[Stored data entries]
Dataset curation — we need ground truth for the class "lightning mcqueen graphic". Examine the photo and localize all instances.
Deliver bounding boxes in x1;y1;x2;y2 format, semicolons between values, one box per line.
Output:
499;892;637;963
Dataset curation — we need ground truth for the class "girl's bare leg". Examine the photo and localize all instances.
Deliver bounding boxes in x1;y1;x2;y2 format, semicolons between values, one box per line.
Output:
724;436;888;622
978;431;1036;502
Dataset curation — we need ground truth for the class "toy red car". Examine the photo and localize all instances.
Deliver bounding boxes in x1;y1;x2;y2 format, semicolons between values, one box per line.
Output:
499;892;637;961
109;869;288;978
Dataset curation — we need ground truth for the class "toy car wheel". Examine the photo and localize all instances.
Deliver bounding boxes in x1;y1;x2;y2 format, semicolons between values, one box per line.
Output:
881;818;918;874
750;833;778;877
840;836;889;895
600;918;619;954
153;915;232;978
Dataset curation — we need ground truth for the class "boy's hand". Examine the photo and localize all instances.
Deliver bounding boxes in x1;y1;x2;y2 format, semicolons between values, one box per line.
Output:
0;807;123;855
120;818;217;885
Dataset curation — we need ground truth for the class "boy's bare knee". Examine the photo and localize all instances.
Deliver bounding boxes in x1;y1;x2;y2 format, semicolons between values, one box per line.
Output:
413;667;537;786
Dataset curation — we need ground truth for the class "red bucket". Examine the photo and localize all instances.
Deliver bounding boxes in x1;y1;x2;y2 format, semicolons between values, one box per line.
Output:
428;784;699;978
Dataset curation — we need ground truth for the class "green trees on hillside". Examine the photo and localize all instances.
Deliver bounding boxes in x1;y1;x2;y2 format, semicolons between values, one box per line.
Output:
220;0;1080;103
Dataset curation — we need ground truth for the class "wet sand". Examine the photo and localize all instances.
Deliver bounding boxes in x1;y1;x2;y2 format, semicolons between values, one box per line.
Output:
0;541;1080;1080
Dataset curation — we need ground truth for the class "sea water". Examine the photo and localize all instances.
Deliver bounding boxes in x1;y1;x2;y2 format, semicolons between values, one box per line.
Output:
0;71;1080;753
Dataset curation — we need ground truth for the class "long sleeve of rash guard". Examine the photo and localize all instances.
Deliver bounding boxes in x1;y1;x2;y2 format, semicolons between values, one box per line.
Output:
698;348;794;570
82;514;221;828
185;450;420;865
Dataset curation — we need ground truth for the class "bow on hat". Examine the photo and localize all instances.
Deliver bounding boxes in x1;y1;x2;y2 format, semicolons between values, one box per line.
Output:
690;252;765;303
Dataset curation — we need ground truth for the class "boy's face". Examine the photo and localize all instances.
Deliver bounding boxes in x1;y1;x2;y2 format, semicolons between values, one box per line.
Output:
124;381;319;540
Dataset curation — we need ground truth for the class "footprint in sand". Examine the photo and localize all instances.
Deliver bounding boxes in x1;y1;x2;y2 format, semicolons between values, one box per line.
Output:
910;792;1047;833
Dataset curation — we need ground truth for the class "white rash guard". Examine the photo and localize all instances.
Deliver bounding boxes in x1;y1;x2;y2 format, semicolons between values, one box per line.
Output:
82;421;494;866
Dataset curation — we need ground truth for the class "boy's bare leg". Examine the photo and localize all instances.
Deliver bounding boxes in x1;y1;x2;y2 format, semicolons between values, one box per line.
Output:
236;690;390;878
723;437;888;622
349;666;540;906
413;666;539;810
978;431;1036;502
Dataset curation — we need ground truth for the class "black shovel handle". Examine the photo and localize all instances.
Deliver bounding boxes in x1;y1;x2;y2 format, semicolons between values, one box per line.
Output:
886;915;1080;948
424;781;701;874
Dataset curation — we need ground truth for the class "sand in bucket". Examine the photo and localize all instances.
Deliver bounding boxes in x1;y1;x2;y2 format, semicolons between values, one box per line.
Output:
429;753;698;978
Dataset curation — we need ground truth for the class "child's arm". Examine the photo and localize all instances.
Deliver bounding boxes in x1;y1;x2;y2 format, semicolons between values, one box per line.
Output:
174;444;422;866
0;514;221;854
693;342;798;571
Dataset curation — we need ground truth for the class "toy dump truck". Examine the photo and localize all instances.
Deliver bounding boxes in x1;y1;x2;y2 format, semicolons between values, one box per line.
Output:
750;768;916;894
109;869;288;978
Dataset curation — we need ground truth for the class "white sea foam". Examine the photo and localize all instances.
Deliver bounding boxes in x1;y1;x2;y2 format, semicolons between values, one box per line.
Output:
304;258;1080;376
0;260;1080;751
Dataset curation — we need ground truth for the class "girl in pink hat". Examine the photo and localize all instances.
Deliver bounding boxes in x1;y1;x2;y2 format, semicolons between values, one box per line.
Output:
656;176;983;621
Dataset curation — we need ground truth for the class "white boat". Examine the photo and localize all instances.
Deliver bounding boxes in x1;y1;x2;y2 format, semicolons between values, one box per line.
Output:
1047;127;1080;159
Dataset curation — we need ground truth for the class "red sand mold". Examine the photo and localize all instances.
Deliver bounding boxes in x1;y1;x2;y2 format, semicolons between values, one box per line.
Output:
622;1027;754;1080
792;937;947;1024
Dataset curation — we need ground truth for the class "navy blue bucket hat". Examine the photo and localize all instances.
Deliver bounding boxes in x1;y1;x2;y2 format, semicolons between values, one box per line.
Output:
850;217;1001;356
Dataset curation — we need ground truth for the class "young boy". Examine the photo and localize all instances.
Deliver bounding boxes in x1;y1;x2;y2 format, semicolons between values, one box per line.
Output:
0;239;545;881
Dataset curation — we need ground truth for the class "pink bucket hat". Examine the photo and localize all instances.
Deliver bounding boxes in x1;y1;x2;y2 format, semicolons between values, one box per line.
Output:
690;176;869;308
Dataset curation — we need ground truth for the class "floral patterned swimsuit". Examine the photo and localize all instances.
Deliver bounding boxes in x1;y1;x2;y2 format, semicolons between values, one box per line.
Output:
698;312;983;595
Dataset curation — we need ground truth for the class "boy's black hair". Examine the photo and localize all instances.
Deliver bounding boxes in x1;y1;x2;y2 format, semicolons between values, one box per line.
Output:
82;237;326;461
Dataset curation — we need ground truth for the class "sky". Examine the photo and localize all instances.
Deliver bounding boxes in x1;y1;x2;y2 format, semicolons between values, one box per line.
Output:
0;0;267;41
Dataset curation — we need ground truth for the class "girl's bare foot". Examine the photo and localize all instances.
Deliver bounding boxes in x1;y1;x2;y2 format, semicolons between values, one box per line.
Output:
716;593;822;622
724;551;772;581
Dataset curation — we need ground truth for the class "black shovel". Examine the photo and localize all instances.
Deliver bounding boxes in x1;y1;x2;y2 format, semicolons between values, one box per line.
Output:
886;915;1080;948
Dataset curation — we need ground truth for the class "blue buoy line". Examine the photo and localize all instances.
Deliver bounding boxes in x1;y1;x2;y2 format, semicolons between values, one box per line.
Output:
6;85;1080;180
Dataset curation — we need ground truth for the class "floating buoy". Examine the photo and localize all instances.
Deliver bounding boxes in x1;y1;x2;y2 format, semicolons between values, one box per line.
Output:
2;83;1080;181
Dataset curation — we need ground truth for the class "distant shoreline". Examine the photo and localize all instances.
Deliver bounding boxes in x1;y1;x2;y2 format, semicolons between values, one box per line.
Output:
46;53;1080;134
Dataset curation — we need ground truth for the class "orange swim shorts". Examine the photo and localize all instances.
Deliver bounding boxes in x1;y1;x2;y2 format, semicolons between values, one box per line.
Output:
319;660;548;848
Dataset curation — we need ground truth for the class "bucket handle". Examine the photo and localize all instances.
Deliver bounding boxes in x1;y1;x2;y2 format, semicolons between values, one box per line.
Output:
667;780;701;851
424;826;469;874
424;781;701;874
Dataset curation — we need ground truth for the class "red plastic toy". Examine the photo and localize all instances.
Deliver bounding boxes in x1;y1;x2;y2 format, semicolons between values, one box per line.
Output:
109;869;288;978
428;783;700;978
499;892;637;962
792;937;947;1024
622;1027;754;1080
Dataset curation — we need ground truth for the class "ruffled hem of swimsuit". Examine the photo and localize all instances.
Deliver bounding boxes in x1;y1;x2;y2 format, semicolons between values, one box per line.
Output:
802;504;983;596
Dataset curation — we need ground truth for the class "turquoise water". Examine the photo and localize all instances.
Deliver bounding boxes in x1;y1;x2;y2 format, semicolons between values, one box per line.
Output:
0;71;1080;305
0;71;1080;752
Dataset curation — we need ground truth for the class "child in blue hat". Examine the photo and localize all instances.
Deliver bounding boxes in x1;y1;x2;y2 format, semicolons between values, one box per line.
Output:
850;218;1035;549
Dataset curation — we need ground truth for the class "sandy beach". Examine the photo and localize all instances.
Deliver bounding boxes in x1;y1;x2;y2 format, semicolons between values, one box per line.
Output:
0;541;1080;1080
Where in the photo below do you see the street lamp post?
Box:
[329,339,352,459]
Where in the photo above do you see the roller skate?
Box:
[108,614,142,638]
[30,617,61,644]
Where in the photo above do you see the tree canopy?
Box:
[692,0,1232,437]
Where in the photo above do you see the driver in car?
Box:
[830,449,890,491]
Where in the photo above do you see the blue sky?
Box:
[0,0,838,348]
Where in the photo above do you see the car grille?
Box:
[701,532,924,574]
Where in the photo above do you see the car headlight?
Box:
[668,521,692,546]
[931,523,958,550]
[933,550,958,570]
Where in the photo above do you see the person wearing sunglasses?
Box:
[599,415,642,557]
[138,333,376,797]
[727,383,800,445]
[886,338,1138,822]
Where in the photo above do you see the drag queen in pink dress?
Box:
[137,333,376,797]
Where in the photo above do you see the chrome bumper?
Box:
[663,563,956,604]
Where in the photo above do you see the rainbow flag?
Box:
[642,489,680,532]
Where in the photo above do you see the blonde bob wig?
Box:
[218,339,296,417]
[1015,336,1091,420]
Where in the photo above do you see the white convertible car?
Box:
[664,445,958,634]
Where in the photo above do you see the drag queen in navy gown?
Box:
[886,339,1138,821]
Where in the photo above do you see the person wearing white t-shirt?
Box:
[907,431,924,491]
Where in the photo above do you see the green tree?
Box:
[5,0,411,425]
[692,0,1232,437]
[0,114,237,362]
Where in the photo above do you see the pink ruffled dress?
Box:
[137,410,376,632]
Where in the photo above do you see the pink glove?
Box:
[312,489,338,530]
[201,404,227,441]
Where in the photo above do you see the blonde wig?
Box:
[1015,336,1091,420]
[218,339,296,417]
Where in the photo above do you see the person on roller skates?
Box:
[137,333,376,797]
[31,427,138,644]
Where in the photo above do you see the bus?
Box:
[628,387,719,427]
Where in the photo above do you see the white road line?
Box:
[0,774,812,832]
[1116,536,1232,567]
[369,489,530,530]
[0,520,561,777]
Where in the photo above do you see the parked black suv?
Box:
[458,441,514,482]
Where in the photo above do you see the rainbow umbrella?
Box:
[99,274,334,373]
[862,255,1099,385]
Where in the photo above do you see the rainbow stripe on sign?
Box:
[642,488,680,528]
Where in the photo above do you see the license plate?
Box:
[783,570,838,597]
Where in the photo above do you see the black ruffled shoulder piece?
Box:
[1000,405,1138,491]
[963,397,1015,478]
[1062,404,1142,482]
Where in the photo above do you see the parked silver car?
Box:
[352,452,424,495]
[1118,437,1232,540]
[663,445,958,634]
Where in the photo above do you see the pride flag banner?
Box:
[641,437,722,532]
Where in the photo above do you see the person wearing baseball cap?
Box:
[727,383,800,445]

Exercise brief:
Start at the first line and stop after the line containing "499;892;637;963". Recast those lines as a JSON list of strings, one string per line, leaving out any blank lines.

Result of the task:
[
  "Dataset curation — we need ground truth for the class \"lightning mcqueen graphic\". Examine the photo and localize all instances.",
  "Deliver bounding boxes in x1;y1;x2;y2 format, semicolons between values, one box per line.",
  "Output:",
  "499;892;637;963"
]